Extracted records ▸
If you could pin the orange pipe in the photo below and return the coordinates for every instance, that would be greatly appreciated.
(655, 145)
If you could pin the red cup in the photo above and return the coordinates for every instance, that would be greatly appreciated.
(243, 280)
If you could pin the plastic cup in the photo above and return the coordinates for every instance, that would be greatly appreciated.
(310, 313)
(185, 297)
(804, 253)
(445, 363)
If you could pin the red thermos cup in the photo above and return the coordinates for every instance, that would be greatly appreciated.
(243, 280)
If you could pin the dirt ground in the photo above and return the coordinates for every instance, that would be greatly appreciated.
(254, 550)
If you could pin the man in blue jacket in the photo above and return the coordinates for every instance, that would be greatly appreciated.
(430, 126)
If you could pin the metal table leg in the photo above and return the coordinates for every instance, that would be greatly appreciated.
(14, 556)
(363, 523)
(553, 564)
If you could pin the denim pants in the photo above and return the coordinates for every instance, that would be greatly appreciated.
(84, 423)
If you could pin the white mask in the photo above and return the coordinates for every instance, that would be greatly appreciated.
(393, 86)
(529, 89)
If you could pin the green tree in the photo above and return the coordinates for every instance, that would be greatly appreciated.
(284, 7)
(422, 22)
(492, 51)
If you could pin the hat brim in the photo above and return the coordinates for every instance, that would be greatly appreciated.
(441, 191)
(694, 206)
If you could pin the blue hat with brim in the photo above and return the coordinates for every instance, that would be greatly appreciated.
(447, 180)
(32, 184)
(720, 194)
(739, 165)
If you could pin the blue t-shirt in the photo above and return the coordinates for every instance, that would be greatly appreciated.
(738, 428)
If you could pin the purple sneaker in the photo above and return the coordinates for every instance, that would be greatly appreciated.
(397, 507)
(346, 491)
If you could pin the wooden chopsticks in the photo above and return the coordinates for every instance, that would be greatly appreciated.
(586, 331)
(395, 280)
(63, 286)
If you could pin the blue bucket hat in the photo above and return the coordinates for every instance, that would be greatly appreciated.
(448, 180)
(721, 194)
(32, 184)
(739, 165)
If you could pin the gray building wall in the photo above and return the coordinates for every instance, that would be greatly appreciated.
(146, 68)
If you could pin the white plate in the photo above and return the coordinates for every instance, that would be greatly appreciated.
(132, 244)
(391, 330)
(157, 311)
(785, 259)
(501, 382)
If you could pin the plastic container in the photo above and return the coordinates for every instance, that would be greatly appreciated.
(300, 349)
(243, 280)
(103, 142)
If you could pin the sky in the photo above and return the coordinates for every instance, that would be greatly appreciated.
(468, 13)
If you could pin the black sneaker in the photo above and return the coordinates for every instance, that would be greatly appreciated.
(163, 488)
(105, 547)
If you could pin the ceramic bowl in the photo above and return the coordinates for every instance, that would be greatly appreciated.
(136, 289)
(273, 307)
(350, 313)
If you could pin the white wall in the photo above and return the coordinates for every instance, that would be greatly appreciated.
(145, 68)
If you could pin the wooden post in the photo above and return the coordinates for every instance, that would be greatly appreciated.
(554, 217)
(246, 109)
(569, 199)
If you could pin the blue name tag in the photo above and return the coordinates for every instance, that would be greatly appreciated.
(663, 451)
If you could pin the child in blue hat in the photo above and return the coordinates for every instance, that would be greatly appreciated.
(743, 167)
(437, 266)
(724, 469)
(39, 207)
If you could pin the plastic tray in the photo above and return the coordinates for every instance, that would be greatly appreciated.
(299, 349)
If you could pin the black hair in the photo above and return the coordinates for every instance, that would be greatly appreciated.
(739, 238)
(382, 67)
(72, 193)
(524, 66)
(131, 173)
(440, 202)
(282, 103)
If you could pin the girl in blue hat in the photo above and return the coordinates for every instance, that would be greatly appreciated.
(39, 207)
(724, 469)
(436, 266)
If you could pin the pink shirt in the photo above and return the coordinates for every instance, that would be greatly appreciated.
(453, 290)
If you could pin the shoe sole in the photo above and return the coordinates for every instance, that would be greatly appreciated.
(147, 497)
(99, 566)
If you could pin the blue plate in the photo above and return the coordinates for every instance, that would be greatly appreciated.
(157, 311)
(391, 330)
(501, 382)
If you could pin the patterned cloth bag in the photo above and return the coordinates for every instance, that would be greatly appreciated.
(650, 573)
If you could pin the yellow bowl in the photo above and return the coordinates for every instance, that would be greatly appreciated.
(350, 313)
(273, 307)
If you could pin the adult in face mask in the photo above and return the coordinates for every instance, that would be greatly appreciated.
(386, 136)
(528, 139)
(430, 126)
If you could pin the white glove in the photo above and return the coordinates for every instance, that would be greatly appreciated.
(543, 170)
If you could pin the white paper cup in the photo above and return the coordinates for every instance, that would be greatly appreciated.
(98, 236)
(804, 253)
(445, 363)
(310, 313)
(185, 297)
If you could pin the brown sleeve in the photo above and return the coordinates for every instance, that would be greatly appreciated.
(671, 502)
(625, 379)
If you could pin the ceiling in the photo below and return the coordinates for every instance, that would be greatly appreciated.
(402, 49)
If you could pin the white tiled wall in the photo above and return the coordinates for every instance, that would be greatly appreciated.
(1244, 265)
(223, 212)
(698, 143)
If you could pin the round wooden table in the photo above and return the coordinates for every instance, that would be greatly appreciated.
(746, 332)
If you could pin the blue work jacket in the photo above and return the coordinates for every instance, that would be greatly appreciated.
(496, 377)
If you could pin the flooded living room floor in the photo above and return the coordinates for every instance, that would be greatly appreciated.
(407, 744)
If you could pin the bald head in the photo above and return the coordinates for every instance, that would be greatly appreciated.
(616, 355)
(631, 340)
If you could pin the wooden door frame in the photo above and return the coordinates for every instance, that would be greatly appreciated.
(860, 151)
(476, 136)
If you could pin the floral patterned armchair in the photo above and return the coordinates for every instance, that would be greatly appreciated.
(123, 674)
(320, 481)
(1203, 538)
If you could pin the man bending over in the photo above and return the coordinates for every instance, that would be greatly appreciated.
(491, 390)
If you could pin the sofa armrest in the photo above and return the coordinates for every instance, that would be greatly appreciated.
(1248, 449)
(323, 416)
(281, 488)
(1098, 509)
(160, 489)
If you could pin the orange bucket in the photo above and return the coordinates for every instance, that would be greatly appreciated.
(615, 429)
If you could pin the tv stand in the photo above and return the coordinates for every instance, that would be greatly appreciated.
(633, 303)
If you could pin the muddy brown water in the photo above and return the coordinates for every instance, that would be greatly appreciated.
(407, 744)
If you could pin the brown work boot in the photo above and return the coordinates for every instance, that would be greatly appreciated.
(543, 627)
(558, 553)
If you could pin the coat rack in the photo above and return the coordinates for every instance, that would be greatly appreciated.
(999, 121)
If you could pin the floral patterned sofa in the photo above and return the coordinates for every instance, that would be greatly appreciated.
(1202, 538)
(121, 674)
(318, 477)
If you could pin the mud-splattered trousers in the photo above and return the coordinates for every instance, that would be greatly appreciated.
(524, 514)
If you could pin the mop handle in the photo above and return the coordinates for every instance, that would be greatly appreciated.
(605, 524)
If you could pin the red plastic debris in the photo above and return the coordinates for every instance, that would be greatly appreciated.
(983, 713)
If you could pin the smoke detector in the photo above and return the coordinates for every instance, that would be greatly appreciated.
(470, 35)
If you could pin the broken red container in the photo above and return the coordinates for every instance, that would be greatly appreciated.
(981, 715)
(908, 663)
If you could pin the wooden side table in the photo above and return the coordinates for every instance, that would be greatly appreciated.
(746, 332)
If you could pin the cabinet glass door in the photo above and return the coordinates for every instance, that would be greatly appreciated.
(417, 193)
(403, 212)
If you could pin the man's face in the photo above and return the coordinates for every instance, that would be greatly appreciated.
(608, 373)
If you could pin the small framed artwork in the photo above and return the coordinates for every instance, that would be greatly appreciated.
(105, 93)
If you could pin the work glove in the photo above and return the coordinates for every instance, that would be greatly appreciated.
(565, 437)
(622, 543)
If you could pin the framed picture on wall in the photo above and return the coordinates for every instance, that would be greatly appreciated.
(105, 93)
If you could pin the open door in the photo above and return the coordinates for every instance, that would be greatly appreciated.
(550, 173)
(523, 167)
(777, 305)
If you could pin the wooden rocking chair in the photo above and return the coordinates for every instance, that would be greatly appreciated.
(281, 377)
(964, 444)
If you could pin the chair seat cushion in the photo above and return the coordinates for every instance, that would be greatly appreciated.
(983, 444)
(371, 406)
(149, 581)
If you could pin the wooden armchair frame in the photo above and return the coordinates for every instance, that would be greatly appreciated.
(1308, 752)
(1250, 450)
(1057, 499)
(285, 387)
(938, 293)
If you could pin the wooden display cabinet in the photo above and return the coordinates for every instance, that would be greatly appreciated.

Task to carry out ▸ Exactly as written, copy the lines from the one containing "If you could pin the wooden rocking" to the end of the entries, both ends included.

Solution for this task ▸
If you could pin the wooden rocking chair in the photo above and return the coordinates for every instance, that would be greatly appreciated.
(281, 377)
(964, 444)
If you could pin the chair seat cushion in the photo above and return the coordinates for every instance, that would be greatly appreciated.
(983, 444)
(371, 406)
(149, 581)
If you could pin the wooden armchair frame in the photo above and return the coordinates for every instance, that would be greatly appreciated.
(1308, 752)
(1250, 450)
(1057, 499)
(285, 387)
(938, 293)
If you could pin the wooden display cabinet in the photo above and return the coordinates for every instance, that would be greatly appreciated.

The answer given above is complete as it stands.